● **WHAT YOU HAVE TO DO**
Copy out all of the material exactly.

[Begin SOURCE MATERIAL]

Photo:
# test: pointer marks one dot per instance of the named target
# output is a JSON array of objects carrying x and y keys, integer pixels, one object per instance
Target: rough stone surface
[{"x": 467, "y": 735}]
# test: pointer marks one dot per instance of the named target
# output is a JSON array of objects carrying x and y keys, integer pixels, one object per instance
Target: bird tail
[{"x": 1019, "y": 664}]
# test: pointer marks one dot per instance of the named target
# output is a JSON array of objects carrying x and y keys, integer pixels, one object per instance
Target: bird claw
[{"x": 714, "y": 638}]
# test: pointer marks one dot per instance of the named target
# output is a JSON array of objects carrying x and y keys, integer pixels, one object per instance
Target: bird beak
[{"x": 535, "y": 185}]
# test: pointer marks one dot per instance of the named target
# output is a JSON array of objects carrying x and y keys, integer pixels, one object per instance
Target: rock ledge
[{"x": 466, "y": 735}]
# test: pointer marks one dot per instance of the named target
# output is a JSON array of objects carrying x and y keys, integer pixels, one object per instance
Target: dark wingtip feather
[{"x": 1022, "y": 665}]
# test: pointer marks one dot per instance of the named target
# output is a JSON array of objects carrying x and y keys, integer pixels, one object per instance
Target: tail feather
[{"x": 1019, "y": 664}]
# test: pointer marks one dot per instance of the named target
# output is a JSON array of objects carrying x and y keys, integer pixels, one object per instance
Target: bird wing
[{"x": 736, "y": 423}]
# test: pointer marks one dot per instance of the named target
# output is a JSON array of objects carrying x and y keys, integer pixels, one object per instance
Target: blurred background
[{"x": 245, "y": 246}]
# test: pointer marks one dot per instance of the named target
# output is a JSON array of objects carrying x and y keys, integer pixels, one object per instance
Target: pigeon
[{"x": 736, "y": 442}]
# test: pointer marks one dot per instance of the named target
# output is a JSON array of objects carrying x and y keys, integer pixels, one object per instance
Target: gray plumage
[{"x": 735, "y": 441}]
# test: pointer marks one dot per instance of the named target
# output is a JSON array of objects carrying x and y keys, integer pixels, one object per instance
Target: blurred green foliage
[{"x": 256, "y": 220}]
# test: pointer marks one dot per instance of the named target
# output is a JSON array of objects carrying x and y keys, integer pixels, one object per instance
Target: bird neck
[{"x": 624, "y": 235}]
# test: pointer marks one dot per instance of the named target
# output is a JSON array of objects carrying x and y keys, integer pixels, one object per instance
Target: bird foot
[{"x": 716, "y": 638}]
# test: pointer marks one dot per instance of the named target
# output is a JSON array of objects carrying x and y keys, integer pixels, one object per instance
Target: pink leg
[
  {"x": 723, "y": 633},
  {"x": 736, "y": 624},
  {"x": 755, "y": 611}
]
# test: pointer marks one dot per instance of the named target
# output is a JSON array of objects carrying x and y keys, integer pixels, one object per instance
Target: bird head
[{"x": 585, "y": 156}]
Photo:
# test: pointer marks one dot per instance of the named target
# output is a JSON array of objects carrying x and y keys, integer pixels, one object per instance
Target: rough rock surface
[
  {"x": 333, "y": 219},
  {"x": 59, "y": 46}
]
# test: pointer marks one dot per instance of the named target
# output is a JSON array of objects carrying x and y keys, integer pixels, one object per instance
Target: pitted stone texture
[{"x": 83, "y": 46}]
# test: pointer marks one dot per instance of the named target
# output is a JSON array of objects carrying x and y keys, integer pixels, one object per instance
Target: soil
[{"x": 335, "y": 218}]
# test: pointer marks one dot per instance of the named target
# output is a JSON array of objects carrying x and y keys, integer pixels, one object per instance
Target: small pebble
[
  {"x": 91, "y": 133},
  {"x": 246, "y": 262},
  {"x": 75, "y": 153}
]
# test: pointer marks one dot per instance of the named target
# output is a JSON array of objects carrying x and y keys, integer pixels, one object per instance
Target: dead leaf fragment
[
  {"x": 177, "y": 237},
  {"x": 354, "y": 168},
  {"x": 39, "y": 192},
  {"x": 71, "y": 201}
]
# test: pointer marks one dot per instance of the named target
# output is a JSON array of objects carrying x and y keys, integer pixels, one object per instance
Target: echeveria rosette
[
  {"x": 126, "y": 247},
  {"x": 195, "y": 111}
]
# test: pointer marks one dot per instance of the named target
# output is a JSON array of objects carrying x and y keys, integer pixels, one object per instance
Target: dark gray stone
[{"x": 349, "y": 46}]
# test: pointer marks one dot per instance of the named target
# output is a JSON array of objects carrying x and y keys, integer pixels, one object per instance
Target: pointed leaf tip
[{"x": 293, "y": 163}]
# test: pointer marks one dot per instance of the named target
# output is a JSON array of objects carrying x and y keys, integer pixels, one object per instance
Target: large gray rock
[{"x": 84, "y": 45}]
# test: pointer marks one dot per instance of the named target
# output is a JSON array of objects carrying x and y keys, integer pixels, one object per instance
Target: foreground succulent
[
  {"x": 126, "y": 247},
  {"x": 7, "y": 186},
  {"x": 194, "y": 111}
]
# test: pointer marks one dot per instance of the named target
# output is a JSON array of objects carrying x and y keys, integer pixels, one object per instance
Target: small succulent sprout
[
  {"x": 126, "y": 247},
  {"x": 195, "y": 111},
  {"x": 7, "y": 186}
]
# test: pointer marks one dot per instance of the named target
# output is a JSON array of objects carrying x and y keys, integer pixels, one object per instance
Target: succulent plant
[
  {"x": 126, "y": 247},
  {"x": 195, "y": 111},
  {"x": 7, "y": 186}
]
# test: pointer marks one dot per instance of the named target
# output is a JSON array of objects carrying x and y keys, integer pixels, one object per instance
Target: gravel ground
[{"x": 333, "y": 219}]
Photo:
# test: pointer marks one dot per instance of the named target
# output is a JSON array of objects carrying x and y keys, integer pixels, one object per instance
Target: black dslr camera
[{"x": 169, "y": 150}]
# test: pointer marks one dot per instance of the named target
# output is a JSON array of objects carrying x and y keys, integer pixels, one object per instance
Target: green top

[End SOURCE MATERIAL]

● **REPLY TO THE TASK**
Photo:
# test: pointer marks one dot per instance of the named target
# output is a JSON array of objects carrying x and y keys, integer pixels, one object per instance
Target: rough stone surface
[{"x": 467, "y": 735}]
# test: pointer marks one dot per instance of the named target
# output is a JSON array of objects carrying x and y keys, integer pixels, one object per instance
Target: bird tail
[{"x": 1019, "y": 664}]
# test: pointer marks one dot per instance of the named target
# output is a JSON array of objects carrying x and y keys, integer pixels, one object per instance
Target: bird claw
[{"x": 714, "y": 638}]
# test: pointer marks one dot per instance of the named target
# output is a JSON array of objects carrying x and y keys, integer pixels, one object per instance
Target: bird beak
[{"x": 535, "y": 185}]
# test: pointer marks one dot per instance of the named target
# output is a JSON array of objects carrying x and y keys, integer pixels, one object per instance
Target: rock ledge
[{"x": 466, "y": 735}]
# test: pointer marks one dot per instance of the named target
# output is a JSON array of objects carrying x and y keys, integer pixels, one object per instance
Target: dark wingtip feather
[{"x": 1022, "y": 665}]
# test: pointer marks one dot per instance of the named target
# output is a JSON array of objects carrying x and y keys, integer pixels, one object per instance
Target: tail feather
[{"x": 1019, "y": 664}]
# test: pointer marks one dot per instance of the named target
# output is a JSON array of objects carrying x and y keys, integer pixels, one object per instance
Target: bird wing
[{"x": 736, "y": 423}]
# test: pointer marks one dot per instance of the named target
# output is a JSON array of objects carrying x and y keys, integer pixels, one object per instance
Target: blurred background
[{"x": 245, "y": 246}]
# test: pointer marks one dot per instance of the named target
# output is a JSON array of objects carrying x and y keys, integer pixels, one object per instance
Target: pigeon
[{"x": 736, "y": 442}]
# test: pointer marks one dot per instance of the named target
# output is a JSON array of objects carrying x and y keys, integer pixels, one object per instance
Target: gray plumage
[{"x": 735, "y": 441}]
# test: pointer marks one dot per instance of the named target
# output is a JSON array of objects carrying x and y keys, integer pixels, one object per instance
Target: blurred green foliage
[{"x": 256, "y": 220}]
# test: pointer marks one dot per instance of the named target
# output is a JSON array of objects carrying x and y keys, integer pixels, one object per instance
Target: bird neck
[{"x": 624, "y": 235}]
# test: pointer marks one dot per instance of the named target
# output is a JSON array of objects carrying x and y keys, integer pixels, one object per instance
Target: bird foot
[{"x": 716, "y": 638}]
# test: pointer marks one dot per instance of the named target
# output is a JSON array of objects carrying x and y keys, integer pixels, one object per instance
Target: pink leg
[
  {"x": 723, "y": 633},
  {"x": 736, "y": 624},
  {"x": 755, "y": 611}
]
# test: pointer marks one dot per instance of the named target
# output is a JSON array of objects carrying x and y keys, integer pixels, one object per instance
Target: bird head
[{"x": 585, "y": 156}]
Photo:
# test: pointer marks one dot per instance of the named target
# output is a JSON array of objects carrying x and y keys, integer pixels, one object per instance
Target: rough rock surface
[
  {"x": 333, "y": 219},
  {"x": 59, "y": 46}
]
# test: pointer marks one dot per instance of the named target
# output is a JSON array of objects carrying x and y keys, integer pixels, one object per instance
Target: pitted stone texture
[{"x": 83, "y": 46}]
# test: pointer marks one dot per instance of the named target
# output is a JSON array of objects carrying x and y keys, integer pixels, one object per instance
Target: soil
[{"x": 335, "y": 218}]
# test: pointer marks one dot per instance of the named target
# output is a JSON array of objects carrying x and y keys, integer pixels, one object per instance
Target: small pebble
[
  {"x": 91, "y": 133},
  {"x": 246, "y": 262},
  {"x": 75, "y": 153}
]
# test: pointer marks one dot per instance of the named target
# output is a JSON array of objects carrying x and y keys, integer pixels, one object per instance
Target: dead leaf fragment
[
  {"x": 177, "y": 237},
  {"x": 354, "y": 168},
  {"x": 39, "y": 192},
  {"x": 71, "y": 201}
]
# test: pointer marks one dot per instance of the named target
# output is a JSON array of objects carrying x and y keys, integer pixels, one object per instance
Target: echeveria rosette
[
  {"x": 126, "y": 247},
  {"x": 195, "y": 111}
]
# test: pointer marks one dot per instance of the named target
# output is a JSON array of objects carrying x and y keys, integer pixels, one object per instance
Target: dark gray stone
[{"x": 349, "y": 46}]
# test: pointer marks one dot per instance of the named target
# output is a JSON array of objects carrying x and y keys, integer pixels, one object per instance
Target: pointed leaf tip
[{"x": 293, "y": 163}]
# test: pointer marks one dot per instance of the named target
# output is a JSON array of objects carrying x and y keys, integer pixels, one object per instance
Target: large gray rock
[{"x": 84, "y": 45}]
# test: pointer marks one dot per instance of the named target
# output is a JSON array of objects carrying x and y keys, integer pixels, one object per instance
Target: foreground succulent
[
  {"x": 126, "y": 247},
  {"x": 7, "y": 186},
  {"x": 194, "y": 111}
]
# test: pointer marks one dot per instance of the named target
# output is a JSON array of objects carrying x and y keys, integer pixels, one object per instance
Target: small succulent sprout
[
  {"x": 126, "y": 247},
  {"x": 195, "y": 111},
  {"x": 7, "y": 186}
]
# test: pointer marks one dot per instance of the named target
# output is a JSON array of objects carrying x and y keys, integer pixels, one object per instance
Target: succulent plant
[
  {"x": 126, "y": 247},
  {"x": 195, "y": 111},
  {"x": 7, "y": 186}
]
# test: pointer marks one dot per instance of the named target
# output is a JSON array of objects carrying x and y keys, integer pixels, one object per instance
Target: gravel ground
[{"x": 333, "y": 219}]
Photo:
# test: pointer marks one dot per instance of the named target
# output is a JSON array of objects carrying x and y keys, integer pixels, one object per instance
Target: black dslr camera
[{"x": 169, "y": 150}]
# test: pointer marks one dot per instance of the named target
# output is a JSON array of objects carrying x and y keys, integer pixels, one object per instance
Target: green top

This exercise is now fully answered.